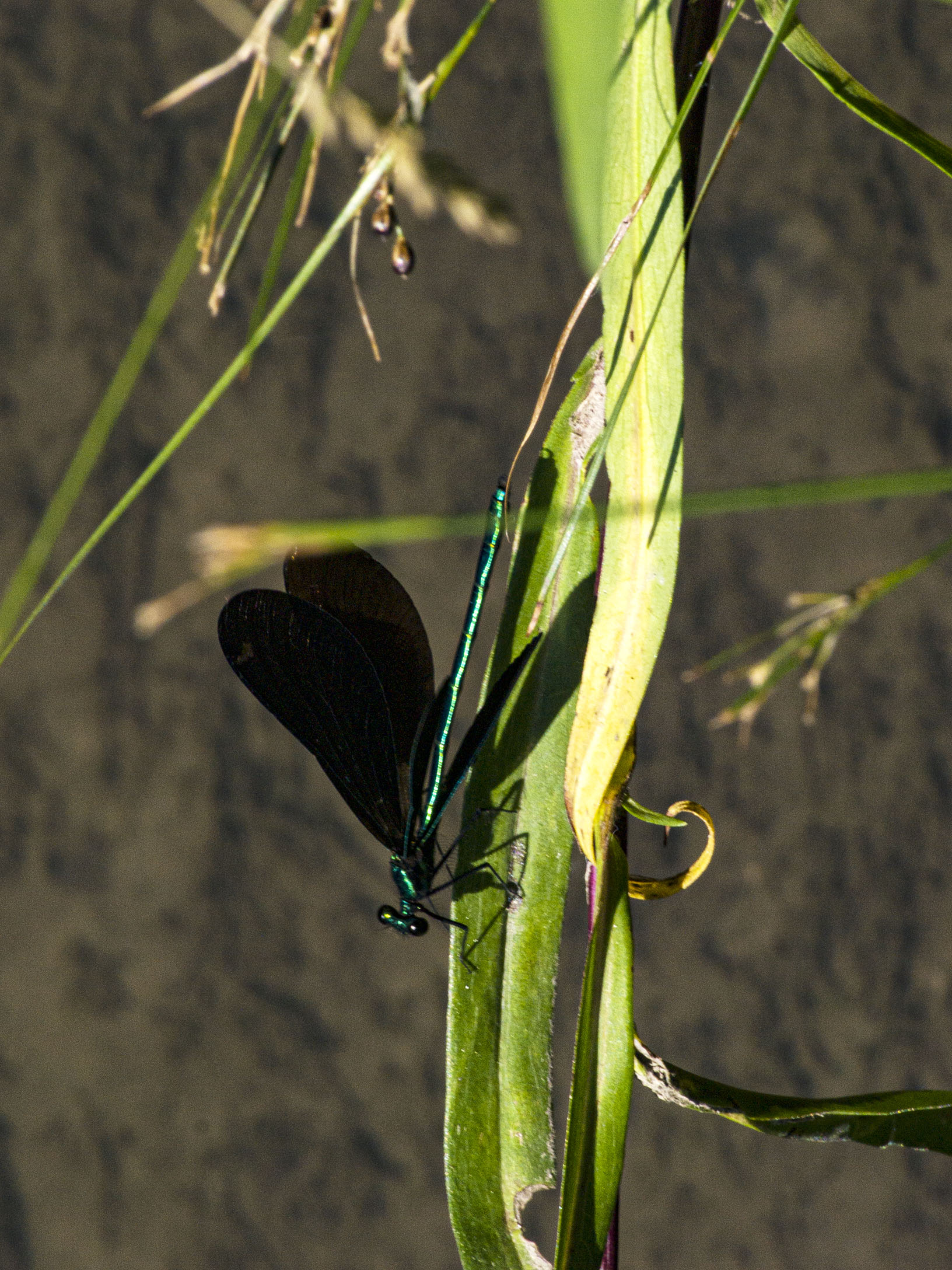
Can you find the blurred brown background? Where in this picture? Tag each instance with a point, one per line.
(211, 1056)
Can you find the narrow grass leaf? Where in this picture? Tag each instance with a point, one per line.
(921, 1119)
(811, 54)
(580, 46)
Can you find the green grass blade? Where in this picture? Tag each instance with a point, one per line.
(99, 430)
(811, 54)
(580, 41)
(602, 1076)
(908, 1118)
(27, 573)
(365, 189)
(813, 493)
(499, 1119)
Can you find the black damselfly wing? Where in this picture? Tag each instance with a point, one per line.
(367, 598)
(314, 675)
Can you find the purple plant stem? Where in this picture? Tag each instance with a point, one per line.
(610, 1258)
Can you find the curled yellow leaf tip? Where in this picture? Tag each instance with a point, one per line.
(660, 888)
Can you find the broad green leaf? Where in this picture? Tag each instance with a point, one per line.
(580, 46)
(602, 1076)
(811, 54)
(644, 456)
(908, 1118)
(499, 1119)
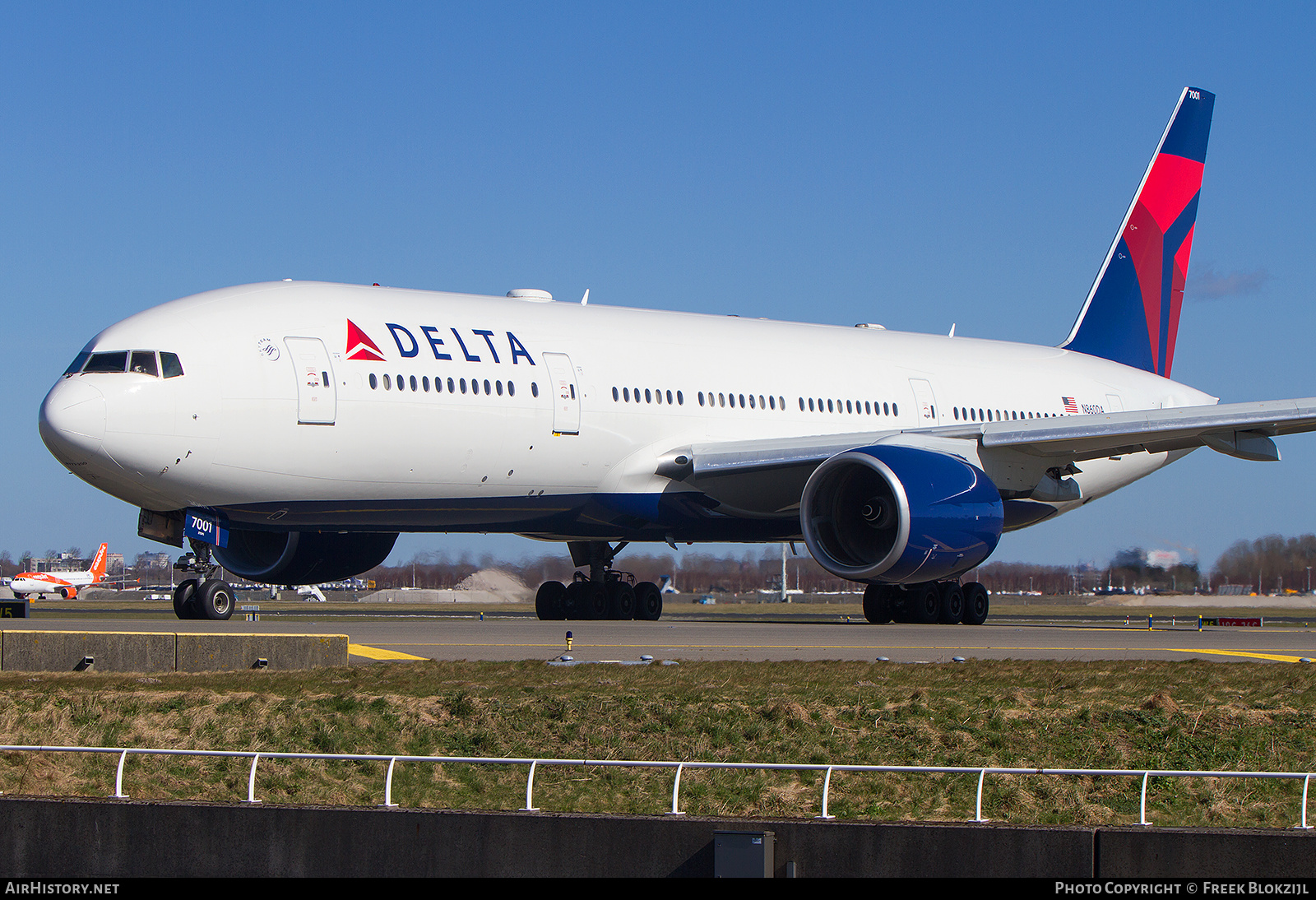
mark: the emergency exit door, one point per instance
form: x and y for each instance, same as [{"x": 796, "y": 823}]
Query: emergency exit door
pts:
[
  {"x": 317, "y": 399},
  {"x": 924, "y": 401},
  {"x": 566, "y": 394}
]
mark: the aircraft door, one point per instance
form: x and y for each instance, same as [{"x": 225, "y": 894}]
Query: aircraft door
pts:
[
  {"x": 924, "y": 401},
  {"x": 317, "y": 397},
  {"x": 566, "y": 394}
]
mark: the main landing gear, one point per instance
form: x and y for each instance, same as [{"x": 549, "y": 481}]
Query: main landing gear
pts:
[
  {"x": 602, "y": 594},
  {"x": 927, "y": 603},
  {"x": 204, "y": 596}
]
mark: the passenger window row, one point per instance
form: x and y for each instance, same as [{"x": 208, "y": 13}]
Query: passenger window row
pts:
[
  {"x": 454, "y": 386},
  {"x": 855, "y": 408},
  {"x": 739, "y": 399},
  {"x": 144, "y": 362},
  {"x": 632, "y": 395},
  {"x": 971, "y": 415}
]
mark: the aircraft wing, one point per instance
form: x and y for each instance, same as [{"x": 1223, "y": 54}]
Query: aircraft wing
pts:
[
  {"x": 767, "y": 478},
  {"x": 1237, "y": 429}
]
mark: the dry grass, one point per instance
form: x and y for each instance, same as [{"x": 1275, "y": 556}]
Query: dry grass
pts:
[{"x": 1105, "y": 715}]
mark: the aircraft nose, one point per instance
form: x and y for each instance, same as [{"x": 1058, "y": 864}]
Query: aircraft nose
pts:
[{"x": 72, "y": 420}]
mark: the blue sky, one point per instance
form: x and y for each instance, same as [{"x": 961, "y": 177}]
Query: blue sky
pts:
[{"x": 815, "y": 162}]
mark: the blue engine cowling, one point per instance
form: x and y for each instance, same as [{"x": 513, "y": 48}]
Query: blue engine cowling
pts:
[
  {"x": 303, "y": 557},
  {"x": 899, "y": 515}
]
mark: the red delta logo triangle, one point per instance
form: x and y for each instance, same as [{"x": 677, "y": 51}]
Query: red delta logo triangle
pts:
[{"x": 359, "y": 346}]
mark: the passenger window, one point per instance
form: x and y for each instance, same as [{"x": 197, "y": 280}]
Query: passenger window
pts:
[
  {"x": 107, "y": 362},
  {"x": 144, "y": 364}
]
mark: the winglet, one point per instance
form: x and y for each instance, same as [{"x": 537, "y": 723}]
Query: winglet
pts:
[
  {"x": 98, "y": 564},
  {"x": 1132, "y": 313}
]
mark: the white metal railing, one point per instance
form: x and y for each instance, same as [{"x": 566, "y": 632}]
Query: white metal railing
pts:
[{"x": 980, "y": 772}]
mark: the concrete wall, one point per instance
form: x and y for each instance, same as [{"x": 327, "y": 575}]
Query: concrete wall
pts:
[
  {"x": 98, "y": 838},
  {"x": 162, "y": 652}
]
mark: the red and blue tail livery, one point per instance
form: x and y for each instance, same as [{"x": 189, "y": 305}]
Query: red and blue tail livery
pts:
[{"x": 1132, "y": 312}]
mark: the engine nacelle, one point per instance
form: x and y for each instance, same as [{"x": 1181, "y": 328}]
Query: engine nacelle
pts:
[
  {"x": 899, "y": 515},
  {"x": 303, "y": 557}
]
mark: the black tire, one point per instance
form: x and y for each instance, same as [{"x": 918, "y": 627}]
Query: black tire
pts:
[
  {"x": 183, "y": 596},
  {"x": 215, "y": 601},
  {"x": 877, "y": 603},
  {"x": 549, "y": 601},
  {"x": 594, "y": 599},
  {"x": 924, "y": 603},
  {"x": 572, "y": 603},
  {"x": 648, "y": 601},
  {"x": 952, "y": 608},
  {"x": 622, "y": 601},
  {"x": 977, "y": 601}
]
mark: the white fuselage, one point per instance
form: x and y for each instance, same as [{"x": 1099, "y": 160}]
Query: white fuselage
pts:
[{"x": 543, "y": 447}]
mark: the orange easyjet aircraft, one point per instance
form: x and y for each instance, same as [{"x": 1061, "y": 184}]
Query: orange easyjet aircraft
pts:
[{"x": 63, "y": 583}]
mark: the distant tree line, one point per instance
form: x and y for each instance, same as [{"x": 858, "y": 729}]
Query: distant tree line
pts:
[{"x": 1269, "y": 564}]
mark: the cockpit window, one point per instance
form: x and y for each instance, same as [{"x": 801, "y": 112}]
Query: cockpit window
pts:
[
  {"x": 107, "y": 362},
  {"x": 144, "y": 364},
  {"x": 79, "y": 361}
]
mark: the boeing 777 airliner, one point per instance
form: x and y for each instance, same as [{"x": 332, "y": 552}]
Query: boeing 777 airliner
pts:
[{"x": 899, "y": 459}]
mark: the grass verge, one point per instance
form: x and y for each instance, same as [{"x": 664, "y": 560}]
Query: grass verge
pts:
[{"x": 1105, "y": 715}]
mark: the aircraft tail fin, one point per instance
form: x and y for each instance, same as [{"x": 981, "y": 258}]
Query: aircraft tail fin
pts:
[
  {"x": 98, "y": 564},
  {"x": 1132, "y": 312}
]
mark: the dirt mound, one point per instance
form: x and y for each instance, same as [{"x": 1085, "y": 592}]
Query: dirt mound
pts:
[{"x": 491, "y": 579}]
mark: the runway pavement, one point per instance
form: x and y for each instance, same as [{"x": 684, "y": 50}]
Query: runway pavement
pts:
[{"x": 503, "y": 637}]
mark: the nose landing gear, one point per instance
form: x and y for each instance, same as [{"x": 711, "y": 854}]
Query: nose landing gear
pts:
[{"x": 206, "y": 596}]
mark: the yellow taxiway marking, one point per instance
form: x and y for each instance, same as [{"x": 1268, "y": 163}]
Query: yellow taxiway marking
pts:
[
  {"x": 375, "y": 653},
  {"x": 581, "y": 643},
  {"x": 1274, "y": 656}
]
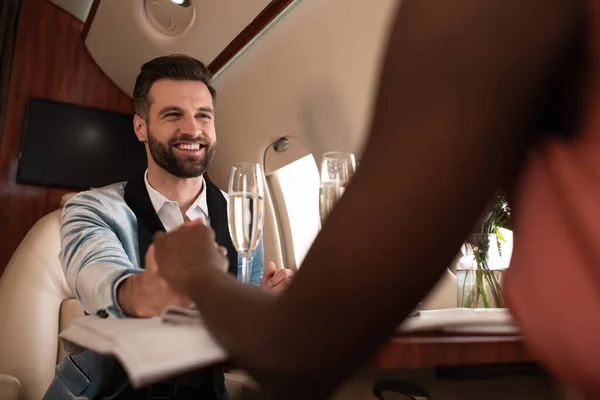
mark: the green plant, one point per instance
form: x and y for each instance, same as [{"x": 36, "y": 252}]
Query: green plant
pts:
[{"x": 486, "y": 281}]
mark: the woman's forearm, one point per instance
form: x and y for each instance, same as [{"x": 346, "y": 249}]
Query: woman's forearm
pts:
[{"x": 456, "y": 101}]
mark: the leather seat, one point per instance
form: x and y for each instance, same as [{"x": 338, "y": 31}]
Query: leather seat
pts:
[{"x": 36, "y": 303}]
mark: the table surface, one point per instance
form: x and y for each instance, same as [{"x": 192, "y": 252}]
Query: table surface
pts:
[{"x": 419, "y": 350}]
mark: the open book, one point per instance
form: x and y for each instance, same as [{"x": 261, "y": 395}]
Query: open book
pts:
[
  {"x": 154, "y": 349},
  {"x": 150, "y": 349}
]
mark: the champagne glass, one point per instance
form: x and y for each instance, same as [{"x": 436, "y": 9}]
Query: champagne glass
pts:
[
  {"x": 336, "y": 170},
  {"x": 245, "y": 210}
]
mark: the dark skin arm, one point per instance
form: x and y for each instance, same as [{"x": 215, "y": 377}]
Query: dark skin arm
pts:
[{"x": 461, "y": 92}]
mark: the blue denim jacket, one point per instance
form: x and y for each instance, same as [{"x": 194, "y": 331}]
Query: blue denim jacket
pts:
[{"x": 98, "y": 250}]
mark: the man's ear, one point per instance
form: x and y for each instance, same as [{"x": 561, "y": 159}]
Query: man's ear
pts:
[{"x": 140, "y": 128}]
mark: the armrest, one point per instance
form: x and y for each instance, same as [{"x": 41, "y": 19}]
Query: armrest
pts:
[
  {"x": 408, "y": 389},
  {"x": 10, "y": 387},
  {"x": 240, "y": 386}
]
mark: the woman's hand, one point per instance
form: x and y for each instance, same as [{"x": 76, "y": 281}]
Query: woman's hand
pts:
[{"x": 186, "y": 253}]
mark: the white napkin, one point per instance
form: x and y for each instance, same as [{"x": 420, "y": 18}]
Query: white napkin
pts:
[
  {"x": 181, "y": 315},
  {"x": 462, "y": 320}
]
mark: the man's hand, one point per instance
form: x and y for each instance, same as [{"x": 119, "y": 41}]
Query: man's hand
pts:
[
  {"x": 276, "y": 280},
  {"x": 146, "y": 294},
  {"x": 185, "y": 253}
]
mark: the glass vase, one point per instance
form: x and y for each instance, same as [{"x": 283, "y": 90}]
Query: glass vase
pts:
[{"x": 480, "y": 273}]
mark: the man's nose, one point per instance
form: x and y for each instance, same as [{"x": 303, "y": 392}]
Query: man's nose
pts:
[{"x": 190, "y": 126}]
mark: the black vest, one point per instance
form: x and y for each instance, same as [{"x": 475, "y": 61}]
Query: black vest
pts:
[{"x": 148, "y": 223}]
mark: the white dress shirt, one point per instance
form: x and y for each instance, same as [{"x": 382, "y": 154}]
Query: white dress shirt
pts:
[{"x": 168, "y": 211}]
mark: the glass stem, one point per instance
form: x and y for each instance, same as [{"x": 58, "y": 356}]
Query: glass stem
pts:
[{"x": 245, "y": 269}]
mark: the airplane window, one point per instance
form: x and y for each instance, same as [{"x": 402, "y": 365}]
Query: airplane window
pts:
[{"x": 292, "y": 178}]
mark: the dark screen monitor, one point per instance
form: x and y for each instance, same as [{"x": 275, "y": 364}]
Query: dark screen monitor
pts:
[{"x": 71, "y": 146}]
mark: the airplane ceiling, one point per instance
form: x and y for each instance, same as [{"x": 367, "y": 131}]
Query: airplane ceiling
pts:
[
  {"x": 126, "y": 33},
  {"x": 79, "y": 8}
]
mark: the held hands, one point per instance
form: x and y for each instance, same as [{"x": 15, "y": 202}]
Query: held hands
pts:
[
  {"x": 276, "y": 280},
  {"x": 183, "y": 254},
  {"x": 146, "y": 294}
]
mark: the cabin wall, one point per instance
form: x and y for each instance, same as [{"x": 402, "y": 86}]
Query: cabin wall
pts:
[
  {"x": 51, "y": 61},
  {"x": 312, "y": 75}
]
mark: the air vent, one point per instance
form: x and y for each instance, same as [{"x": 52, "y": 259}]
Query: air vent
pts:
[{"x": 169, "y": 17}]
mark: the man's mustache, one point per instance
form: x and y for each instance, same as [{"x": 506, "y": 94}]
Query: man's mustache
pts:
[{"x": 184, "y": 137}]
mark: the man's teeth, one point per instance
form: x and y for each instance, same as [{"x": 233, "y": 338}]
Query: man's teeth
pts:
[{"x": 195, "y": 146}]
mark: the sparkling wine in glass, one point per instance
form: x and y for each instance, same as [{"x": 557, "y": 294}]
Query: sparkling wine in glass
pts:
[
  {"x": 245, "y": 210},
  {"x": 337, "y": 168}
]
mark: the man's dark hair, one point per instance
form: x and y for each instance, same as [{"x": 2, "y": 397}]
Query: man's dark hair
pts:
[{"x": 177, "y": 67}]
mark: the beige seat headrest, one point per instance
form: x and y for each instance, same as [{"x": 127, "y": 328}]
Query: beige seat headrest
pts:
[{"x": 66, "y": 197}]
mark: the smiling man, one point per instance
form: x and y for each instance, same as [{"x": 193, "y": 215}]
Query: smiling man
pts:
[{"x": 106, "y": 232}]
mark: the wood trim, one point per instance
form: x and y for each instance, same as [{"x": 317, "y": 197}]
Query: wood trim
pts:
[
  {"x": 423, "y": 350},
  {"x": 88, "y": 22},
  {"x": 268, "y": 15}
]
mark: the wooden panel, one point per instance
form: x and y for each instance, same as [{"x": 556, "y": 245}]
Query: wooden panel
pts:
[
  {"x": 263, "y": 19},
  {"x": 436, "y": 350},
  {"x": 51, "y": 61},
  {"x": 90, "y": 19}
]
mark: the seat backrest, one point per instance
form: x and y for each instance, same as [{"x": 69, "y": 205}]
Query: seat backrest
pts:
[{"x": 33, "y": 292}]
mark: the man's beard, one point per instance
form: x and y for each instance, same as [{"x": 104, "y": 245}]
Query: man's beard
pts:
[{"x": 181, "y": 167}]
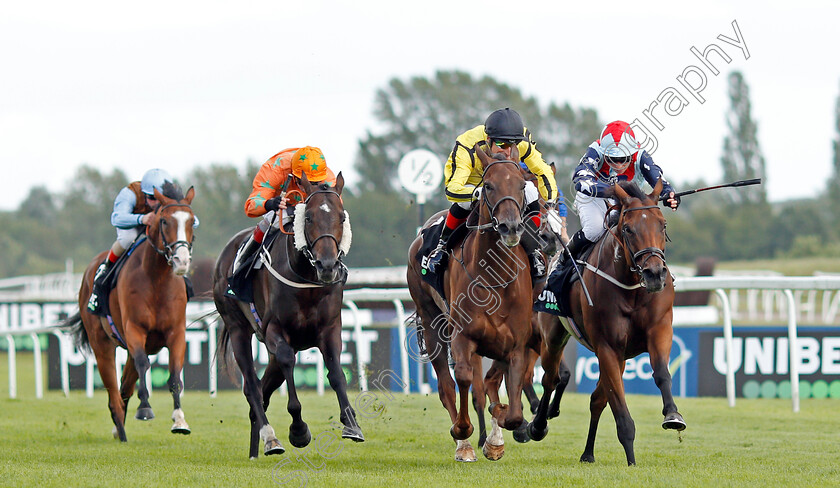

Task details: Write out every line of the material from the line with "mark: the beige" through the end of the material, both ends included, and add -14 to every x and y coordinate in the answers. Leave out the pictures.

Solution to this exercise:
mark: the beige seat headrest, one point per instance
form: x and y for each instance, same as [{"x": 127, "y": 328}]
Query: beige seat headrest
pts:
[{"x": 52, "y": 183}]
mark: the smiling man, one point per instance
form: x and y for each instance, same as [{"x": 193, "y": 215}]
Query: smiling man
pts:
[{"x": 92, "y": 218}]
mark: the wood trim, one point per instance
form: x and y for each instance, same as [{"x": 317, "y": 197}]
Query: wood trim
pts:
[
  {"x": 409, "y": 336},
  {"x": 74, "y": 8},
  {"x": 254, "y": 1}
]
mark: the wooden panel, one point per instance
form: x and y for each instance, same as [{"x": 556, "y": 245}]
Query: wooden panel
pts:
[
  {"x": 249, "y": 5},
  {"x": 422, "y": 336},
  {"x": 37, "y": 47},
  {"x": 76, "y": 5}
]
mark: the seat backrest, one point per instance
form: x and y for each instance, same as [{"x": 69, "y": 205}]
Query: seat backrest
pts:
[{"x": 19, "y": 278}]
mark: the man's beard, one point per instance
form: x and y for each instance, same as [{"x": 104, "y": 245}]
Query: man's beard
pts:
[{"x": 167, "y": 153}]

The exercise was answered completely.